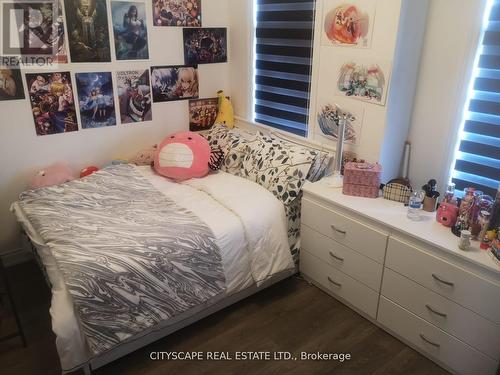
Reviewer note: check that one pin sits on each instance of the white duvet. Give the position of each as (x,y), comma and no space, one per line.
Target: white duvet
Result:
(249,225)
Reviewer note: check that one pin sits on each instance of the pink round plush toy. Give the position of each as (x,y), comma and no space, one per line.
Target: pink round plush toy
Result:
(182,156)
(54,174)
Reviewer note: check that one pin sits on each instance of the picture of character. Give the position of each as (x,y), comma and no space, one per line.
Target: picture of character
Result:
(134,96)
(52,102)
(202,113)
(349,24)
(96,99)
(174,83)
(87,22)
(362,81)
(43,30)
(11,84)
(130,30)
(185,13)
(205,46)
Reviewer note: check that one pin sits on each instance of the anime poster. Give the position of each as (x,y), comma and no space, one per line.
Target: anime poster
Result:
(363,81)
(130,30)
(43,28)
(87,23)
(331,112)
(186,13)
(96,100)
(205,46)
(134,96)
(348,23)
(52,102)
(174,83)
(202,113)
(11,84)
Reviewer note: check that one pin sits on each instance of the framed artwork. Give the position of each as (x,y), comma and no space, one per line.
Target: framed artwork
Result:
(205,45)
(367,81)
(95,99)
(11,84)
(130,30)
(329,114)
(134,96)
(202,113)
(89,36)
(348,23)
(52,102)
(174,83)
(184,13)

☆ ☆ ☆ ☆ ☆ ☆ ☆

→ **WHAT NEEDS TO BE DONE**
Leave out every line before the one containing "Target: anime poster"; set down that line and all remaining lines of the material exactly.

→ **RESULT**
Target: anime poster
Result:
(363,81)
(130,30)
(43,28)
(87,23)
(331,112)
(186,13)
(96,100)
(205,46)
(134,96)
(348,23)
(52,102)
(174,83)
(202,113)
(11,84)
Reviewer note: check that one pin sits on each instance of the framed artwork. Give the position of each as (x,y), comma and no space, one per line.
Target: framed artwork
Result:
(205,45)
(367,81)
(95,99)
(11,84)
(130,30)
(329,114)
(134,96)
(202,113)
(89,36)
(348,23)
(52,102)
(174,83)
(184,13)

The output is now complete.